*** Raw data ***

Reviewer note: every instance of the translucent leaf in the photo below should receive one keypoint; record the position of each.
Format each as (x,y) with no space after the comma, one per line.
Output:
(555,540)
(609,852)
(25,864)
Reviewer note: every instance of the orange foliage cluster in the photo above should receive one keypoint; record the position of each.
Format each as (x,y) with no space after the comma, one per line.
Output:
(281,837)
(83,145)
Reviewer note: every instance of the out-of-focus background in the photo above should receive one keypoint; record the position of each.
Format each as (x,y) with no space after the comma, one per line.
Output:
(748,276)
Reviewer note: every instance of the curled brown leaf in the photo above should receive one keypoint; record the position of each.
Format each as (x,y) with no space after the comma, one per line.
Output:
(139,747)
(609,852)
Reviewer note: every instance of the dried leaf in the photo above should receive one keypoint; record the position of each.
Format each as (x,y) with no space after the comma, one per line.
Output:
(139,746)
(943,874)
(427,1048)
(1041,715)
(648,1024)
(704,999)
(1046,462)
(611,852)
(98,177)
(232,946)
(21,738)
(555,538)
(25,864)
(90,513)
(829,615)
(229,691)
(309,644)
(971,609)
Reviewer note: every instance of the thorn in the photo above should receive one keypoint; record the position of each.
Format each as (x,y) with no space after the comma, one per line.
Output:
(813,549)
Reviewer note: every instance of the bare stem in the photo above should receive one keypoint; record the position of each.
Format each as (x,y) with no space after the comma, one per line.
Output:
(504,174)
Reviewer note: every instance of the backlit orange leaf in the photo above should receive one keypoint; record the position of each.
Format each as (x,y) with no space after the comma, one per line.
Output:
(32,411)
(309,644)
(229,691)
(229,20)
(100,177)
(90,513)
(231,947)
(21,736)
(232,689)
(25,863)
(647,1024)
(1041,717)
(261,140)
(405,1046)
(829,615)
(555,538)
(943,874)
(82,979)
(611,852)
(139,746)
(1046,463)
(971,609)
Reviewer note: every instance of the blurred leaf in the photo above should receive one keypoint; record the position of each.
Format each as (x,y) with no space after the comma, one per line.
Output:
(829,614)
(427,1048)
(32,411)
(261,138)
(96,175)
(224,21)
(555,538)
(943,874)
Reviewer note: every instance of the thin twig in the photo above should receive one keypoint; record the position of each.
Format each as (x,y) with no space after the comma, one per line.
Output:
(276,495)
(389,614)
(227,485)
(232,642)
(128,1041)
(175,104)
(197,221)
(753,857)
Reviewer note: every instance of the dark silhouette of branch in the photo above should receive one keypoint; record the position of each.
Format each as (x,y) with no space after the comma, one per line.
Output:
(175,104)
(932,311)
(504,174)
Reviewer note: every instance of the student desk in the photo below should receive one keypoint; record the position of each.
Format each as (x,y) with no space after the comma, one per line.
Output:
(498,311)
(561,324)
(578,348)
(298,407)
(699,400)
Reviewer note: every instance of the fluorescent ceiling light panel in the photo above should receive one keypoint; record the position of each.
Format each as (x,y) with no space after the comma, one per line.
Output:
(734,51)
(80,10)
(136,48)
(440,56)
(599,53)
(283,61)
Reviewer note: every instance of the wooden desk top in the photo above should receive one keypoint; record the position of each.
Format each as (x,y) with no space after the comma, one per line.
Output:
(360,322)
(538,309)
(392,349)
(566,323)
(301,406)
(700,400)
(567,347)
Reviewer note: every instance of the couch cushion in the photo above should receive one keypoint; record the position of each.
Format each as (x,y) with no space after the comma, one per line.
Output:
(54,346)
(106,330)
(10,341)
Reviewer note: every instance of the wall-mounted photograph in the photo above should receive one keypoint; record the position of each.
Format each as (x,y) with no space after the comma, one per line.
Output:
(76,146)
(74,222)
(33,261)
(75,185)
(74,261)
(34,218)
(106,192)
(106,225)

***

» **Your instructions**
Each line from the one with "Reviewer note: every instance of the wooden" through the last line of the records must be written out word for word. Include nothing else.

» **In response**
Reviewer note: every instance of the wooden desk top in the photo above should receive one keypoint; record the position of each.
Format each as (x,y) with no space after the comma, one per line.
Output:
(360,322)
(538,309)
(392,349)
(566,323)
(301,406)
(700,400)
(567,347)
Reviewer note: every instance of the couch cushion in the photo above should receive one keypoint; record the position of each.
Format each as (x,y) with no space after the comma, one per line.
Output:
(54,346)
(106,330)
(10,341)
Reviewer note: every instance of the wall-mounted photograph in the photo above should receive one keypoint; record the position of each.
Format each as (x,y) with no space after the comma, one per line.
Output:
(76,146)
(74,222)
(33,261)
(75,185)
(74,261)
(34,218)
(106,192)
(106,225)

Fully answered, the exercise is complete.